DATA SHOWN —
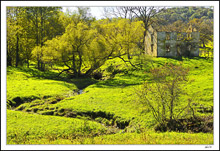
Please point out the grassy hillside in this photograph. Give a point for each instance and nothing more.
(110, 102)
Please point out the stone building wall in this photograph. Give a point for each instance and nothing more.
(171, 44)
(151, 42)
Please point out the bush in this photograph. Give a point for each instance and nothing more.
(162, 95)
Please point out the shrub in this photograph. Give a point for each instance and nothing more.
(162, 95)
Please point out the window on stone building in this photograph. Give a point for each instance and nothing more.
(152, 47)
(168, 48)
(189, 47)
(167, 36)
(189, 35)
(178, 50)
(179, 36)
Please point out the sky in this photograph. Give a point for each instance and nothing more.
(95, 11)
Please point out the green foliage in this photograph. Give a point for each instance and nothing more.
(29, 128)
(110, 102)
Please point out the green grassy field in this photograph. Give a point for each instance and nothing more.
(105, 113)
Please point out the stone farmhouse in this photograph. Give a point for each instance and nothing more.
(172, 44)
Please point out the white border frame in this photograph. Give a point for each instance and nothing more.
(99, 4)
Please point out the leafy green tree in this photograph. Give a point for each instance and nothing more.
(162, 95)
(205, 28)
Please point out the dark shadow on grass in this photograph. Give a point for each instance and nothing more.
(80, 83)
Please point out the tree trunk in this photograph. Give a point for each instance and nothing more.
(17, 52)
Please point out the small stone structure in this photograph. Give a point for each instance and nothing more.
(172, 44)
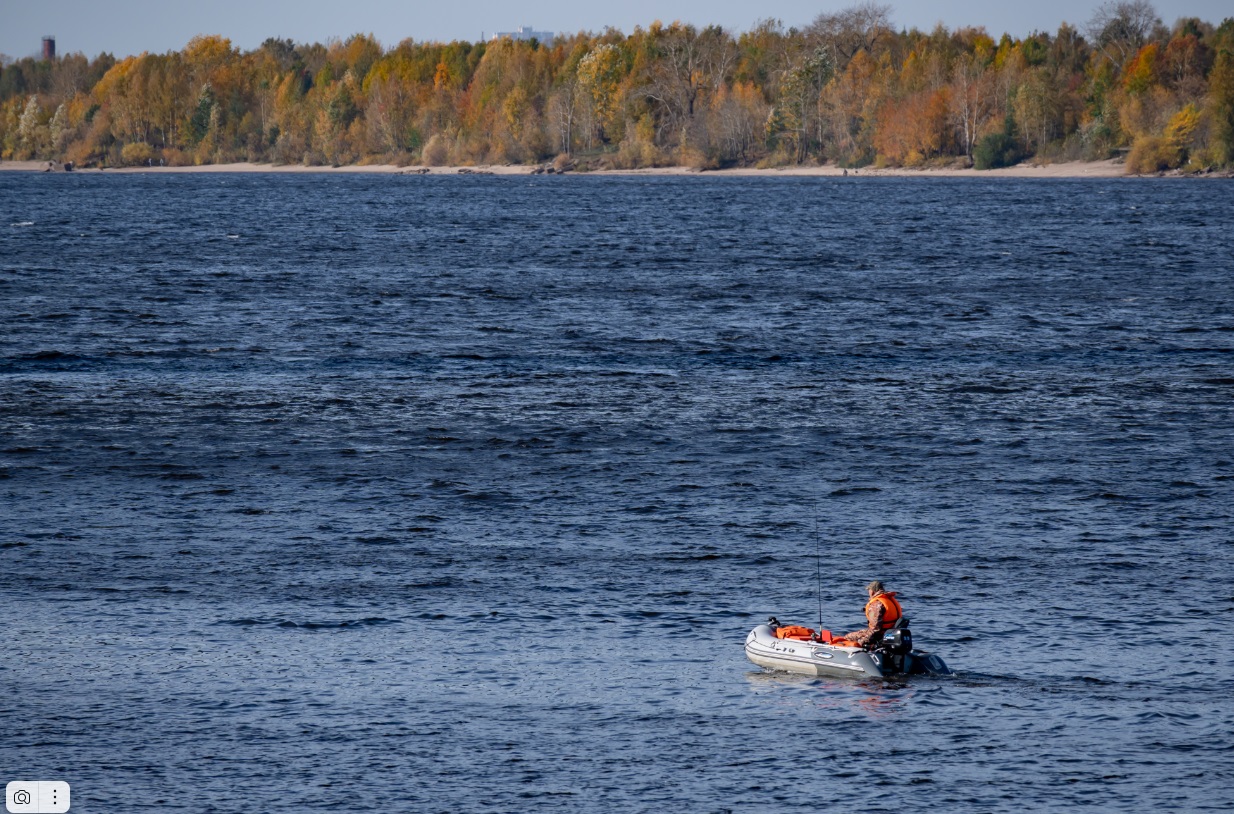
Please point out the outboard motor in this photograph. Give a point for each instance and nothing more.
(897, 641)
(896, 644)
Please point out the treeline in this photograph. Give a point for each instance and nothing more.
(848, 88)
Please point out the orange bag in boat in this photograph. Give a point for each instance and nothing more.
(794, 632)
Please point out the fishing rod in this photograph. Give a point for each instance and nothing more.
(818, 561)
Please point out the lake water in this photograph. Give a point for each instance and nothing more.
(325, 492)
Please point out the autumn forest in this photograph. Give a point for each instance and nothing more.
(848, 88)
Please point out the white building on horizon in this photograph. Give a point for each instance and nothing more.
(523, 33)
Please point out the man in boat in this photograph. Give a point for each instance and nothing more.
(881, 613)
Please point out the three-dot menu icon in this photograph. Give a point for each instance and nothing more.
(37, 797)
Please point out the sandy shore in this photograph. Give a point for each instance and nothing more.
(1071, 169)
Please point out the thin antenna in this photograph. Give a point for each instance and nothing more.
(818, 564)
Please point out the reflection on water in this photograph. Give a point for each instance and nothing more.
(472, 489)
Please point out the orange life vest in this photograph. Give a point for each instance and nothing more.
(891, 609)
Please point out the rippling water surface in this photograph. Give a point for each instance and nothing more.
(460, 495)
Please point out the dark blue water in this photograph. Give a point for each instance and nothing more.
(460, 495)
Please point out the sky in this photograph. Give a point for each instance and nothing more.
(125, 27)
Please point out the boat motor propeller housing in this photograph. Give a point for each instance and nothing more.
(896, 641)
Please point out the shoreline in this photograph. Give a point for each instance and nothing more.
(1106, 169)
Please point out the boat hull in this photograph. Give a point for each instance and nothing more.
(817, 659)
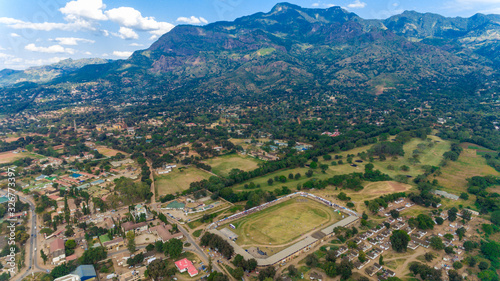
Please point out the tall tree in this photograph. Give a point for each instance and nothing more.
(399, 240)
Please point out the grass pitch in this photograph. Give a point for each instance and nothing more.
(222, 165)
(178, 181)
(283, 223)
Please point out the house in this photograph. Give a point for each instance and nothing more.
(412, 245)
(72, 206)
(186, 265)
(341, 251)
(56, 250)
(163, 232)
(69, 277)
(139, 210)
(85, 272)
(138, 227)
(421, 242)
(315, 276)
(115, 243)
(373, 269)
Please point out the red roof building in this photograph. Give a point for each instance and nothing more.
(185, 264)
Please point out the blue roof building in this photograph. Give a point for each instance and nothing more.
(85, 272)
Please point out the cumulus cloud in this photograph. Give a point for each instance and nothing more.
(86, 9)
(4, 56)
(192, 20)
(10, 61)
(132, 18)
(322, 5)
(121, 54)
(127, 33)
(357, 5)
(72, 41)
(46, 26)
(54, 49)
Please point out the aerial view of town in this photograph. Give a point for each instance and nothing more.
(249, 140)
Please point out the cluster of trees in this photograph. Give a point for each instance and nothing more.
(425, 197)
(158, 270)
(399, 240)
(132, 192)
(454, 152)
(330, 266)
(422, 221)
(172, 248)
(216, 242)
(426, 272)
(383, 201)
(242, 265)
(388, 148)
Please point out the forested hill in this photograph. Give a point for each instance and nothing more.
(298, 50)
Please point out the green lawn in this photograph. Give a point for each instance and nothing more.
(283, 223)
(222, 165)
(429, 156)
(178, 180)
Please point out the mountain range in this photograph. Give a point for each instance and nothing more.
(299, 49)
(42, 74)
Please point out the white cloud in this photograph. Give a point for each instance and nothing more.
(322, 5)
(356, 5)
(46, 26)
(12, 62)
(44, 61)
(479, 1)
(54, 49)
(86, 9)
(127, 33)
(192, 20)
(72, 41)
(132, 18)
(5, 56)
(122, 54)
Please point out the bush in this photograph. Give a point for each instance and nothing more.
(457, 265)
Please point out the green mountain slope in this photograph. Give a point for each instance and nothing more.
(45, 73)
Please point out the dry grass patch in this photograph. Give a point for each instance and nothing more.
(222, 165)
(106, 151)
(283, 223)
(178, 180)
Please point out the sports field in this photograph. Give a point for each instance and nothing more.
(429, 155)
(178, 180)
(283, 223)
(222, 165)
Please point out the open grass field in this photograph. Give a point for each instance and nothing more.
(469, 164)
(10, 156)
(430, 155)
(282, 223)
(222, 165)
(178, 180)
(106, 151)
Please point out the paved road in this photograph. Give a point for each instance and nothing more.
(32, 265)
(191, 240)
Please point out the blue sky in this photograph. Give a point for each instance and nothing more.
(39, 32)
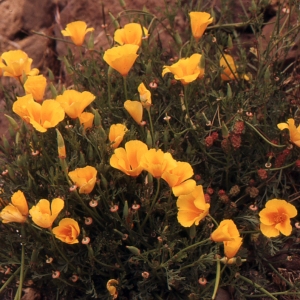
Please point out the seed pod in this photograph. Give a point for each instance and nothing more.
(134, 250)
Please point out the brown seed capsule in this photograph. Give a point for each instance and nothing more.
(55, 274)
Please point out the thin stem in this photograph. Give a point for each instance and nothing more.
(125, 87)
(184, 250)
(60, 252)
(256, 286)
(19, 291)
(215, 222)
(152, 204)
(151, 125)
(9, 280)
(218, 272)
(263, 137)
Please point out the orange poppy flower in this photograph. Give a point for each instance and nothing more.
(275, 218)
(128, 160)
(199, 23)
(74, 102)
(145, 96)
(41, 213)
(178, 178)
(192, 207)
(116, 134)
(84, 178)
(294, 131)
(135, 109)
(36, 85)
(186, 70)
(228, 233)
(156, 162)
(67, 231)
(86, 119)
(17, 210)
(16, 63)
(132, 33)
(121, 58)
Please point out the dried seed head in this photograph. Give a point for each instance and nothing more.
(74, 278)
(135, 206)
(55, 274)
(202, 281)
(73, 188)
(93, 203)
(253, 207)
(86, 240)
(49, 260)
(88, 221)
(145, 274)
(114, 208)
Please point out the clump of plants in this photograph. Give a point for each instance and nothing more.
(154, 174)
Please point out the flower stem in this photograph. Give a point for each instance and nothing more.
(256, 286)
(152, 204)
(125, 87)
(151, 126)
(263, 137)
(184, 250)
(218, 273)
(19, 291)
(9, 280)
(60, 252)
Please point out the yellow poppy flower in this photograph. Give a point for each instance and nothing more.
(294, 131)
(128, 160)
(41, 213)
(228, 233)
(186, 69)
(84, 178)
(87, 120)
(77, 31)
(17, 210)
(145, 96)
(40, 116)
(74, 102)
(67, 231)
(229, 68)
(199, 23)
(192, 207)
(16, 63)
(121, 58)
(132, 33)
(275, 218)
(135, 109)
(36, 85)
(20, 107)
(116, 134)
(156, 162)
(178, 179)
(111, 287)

EXERCISE — Reproduce all of the entries above word for word, leaving out the pictures.

CORRECT ANSWER —
Please point out the grassy hillside in this photograph. Give a point for each instance and nothing more.
(110, 102)
Please point out the stone building wall in this photograph. Give a point for each instance and nothing more.
(171, 44)
(151, 42)
Please point out the bush in this photograph. Give a point for each instance and nothing more.
(162, 95)
Please point out the shrub in this photograph. Give a point for each instance and nothing more.
(162, 95)
Please point out the window on stone building in this photograph. Give a point for each instance and nothing more.
(152, 47)
(168, 48)
(189, 47)
(167, 36)
(189, 35)
(178, 50)
(179, 36)
Please point out the sky in this photograph. Give a point for each instance and nothing more.
(95, 11)
Please point out the green foliage in this photograph. Give a point for each instance and nothing more.
(29, 128)
(110, 102)
Please point out the green grassy field in this photograph. Give a point for each instance and nothing more.
(105, 113)
Please point out the stone farmhouse in this photograph. Give a point for each instance and nothing more.
(172, 44)
Please point out the white border frame in this photograph. Give a point for each instance and nothing more.
(99, 4)
Please point out the leafy green tree in this photograph. Give a point for each instance and nothing more.
(162, 95)
(205, 28)
Please point out the dark shadow on grass in this photograph. Give a point for each instance and nothing more.
(80, 83)
Please point out the tree trunk in this photograph. Give a point for each instance and nothing more.
(17, 52)
Please point out the small stone structure in this photograph. Give a point for each instance and nothing more.
(172, 44)
Please point out the outboard motor in this photograph. Give a point for each instance and nothing more.
(897, 641)
(896, 644)
Please point out the treeline in this photograph. Give a point for each instance and nothing more.
(848, 88)
Please point out the orange bag in boat in this photograph. Give a point for each instance and nothing more.
(794, 632)
Please point out the fishing rod in this photograph. Give a point for each instance and nothing more.
(818, 561)
Please point out the lake water in this photograph. Give a point for each instance and nothing more.
(325, 492)
Please point out the autumn forest in this photograph. Give a point for each instance and nothing more.
(848, 88)
Please point out the white building on horizon in this photograph. Give a point for each instance and nothing more.
(523, 33)
Please point out the man in boat in this photograph. Give a point for each instance and nothing more.
(881, 613)
Please point out the three-dot menu icon in this photograph. Give a point for each instance and nothing more.
(37, 797)
Please point out the sandy shore in this photograph. Give a point for each instance and nothing more.
(1071, 169)
Please point out the thin antenna in this photograph. Give a point for each instance and nothing more.
(818, 564)
Please point out the reflection on water in this photograph. Give a point for each instance and nothing more.
(472, 489)
Please point out the orange life vest in this photograph. Give a point for each instance and nothing more.
(891, 609)
Please point out the rippling water surface in this photograph. Give a point for each instance and nothing more.
(460, 495)
Please point out the dark blue water in this photograph. Give a point for each instance and nothing more.
(460, 495)
Please point out the sky in this photograph. Give a point for each instance and nothing more.
(125, 27)
Please point out the boat motor propeller housing in this photograph. Give a point for each instance and nothing more.
(896, 641)
Please point out the shoreline in this photograph. Give a point for each instance and nothing more.
(1106, 169)
Please point out the boat hull in this photograph. Give a point for each instance and nothing more.
(817, 659)
Please point out the tall tree in this photograph. Give a point for each instance and nothing more.
(399, 240)
Please point out the grass pitch in this photograph. Give a point for each instance and nothing more.
(222, 165)
(178, 181)
(283, 223)
Please point out the house in this photograph. Give a point for each instance and nothing more.
(412, 245)
(72, 206)
(186, 265)
(341, 251)
(56, 250)
(163, 232)
(69, 277)
(139, 210)
(85, 272)
(138, 227)
(421, 242)
(315, 276)
(115, 243)
(373, 269)
Please point out the red roof building in this photograph. Give a point for each instance and nothing more.
(185, 264)
Please point out the blue roof building in this photograph. Give a point for each instance and nothing more.
(85, 272)
Please point out the cumulus cloud in this photograph. Give a point for each instance and nothing more.
(86, 9)
(4, 56)
(192, 20)
(10, 61)
(132, 18)
(322, 5)
(121, 54)
(127, 33)
(357, 5)
(72, 41)
(46, 26)
(54, 49)
Please point out the aerial view of town in this photograph. Give a point for each instance and nothing more.
(249, 140)
Please point out the cluster of trees in this photograph. Give a point for each instance and nothing more.
(425, 197)
(158, 270)
(399, 240)
(132, 192)
(454, 152)
(330, 266)
(422, 221)
(172, 248)
(216, 242)
(426, 272)
(383, 201)
(242, 265)
(388, 148)
Please point out the forested hill in this photograph. Give a point for each instance and nothing more.
(298, 50)
Please point out the green lawn in this photograph. Give a point for each instance and nothing more.
(283, 223)
(222, 165)
(429, 156)
(178, 180)
Please point out the mountain range in this photograph. Give a point for each instance and nothing more.
(299, 49)
(42, 74)
Please point out the white cloud in this photograph. Give a point for each instance and nothing more.
(322, 5)
(356, 5)
(46, 26)
(12, 62)
(44, 61)
(479, 1)
(54, 49)
(86, 9)
(127, 33)
(192, 20)
(72, 41)
(132, 18)
(5, 56)
(122, 54)
Please point out the bush in this photograph. Give a point for each instance and nothing more.
(457, 265)
Please point out the green mountain slope in this photograph. Give a point for each instance and nothing more.
(45, 73)
Please point out the dry grass patch in this photograph. Give a point for each instance and nothing more.
(222, 165)
(106, 151)
(283, 223)
(178, 180)
Please point out the sports field in this photograph. Give a point for each instance and nothing more.
(429, 155)
(178, 180)
(283, 223)
(222, 165)
Please point out the open grass field in this photograph. Give a point for each instance and nothing more.
(469, 164)
(10, 156)
(430, 155)
(282, 223)
(222, 165)
(178, 180)
(106, 151)
Please point out the paved road in this photograph. Give a point for each instance and nothing more.
(32, 265)
(191, 240)
Please point out the blue sky in this photograph. Give a point for each instance and nothing more.
(39, 32)
Please point out the seed pod in this photograph. Give a point for each instance and nothing more.
(134, 250)
Please point out the brown seed capsule in this photograph. Give a point for each instance and nothing more.
(55, 274)
Please point out the thin stem in this photograph. Give a point for each instance and nothing more.
(125, 87)
(184, 250)
(60, 252)
(256, 286)
(19, 291)
(215, 222)
(152, 204)
(151, 125)
(9, 280)
(218, 272)
(263, 137)
Please point out the orange poppy flower in this photograph. Give a point for each instance and nothing more.
(275, 218)
(128, 160)
(199, 23)
(74, 102)
(145, 96)
(41, 213)
(178, 178)
(192, 207)
(116, 134)
(84, 178)
(294, 131)
(135, 109)
(36, 85)
(186, 70)
(228, 233)
(156, 162)
(67, 231)
(86, 119)
(17, 210)
(16, 63)
(132, 33)
(121, 58)
Please point out the dried seed head in this photograph. Give a point for each instance and nothing more.
(74, 278)
(135, 206)
(55, 274)
(202, 281)
(73, 188)
(93, 203)
(253, 207)
(86, 240)
(49, 260)
(88, 221)
(145, 274)
(114, 208)
Please point out the clump of plants in this photograph. Give a point for each instance and nothing more.
(154, 174)
Please point out the flower stem in this photograph. Give a point for each instance and nothing more.
(256, 286)
(152, 204)
(125, 87)
(151, 126)
(263, 137)
(184, 250)
(218, 273)
(19, 291)
(9, 280)
(60, 252)
Please point out the yellow poppy flower in this photograph. Give a point for each instance and nothing more.
(294, 131)
(128, 160)
(41, 213)
(228, 233)
(186, 69)
(84, 178)
(87, 120)
(77, 31)
(17, 210)
(145, 96)
(40, 116)
(74, 102)
(67, 231)
(229, 68)
(199, 23)
(192, 207)
(16, 63)
(121, 58)
(132, 33)
(275, 218)
(135, 109)
(36, 85)
(20, 107)
(116, 134)
(156, 162)
(178, 179)
(111, 287)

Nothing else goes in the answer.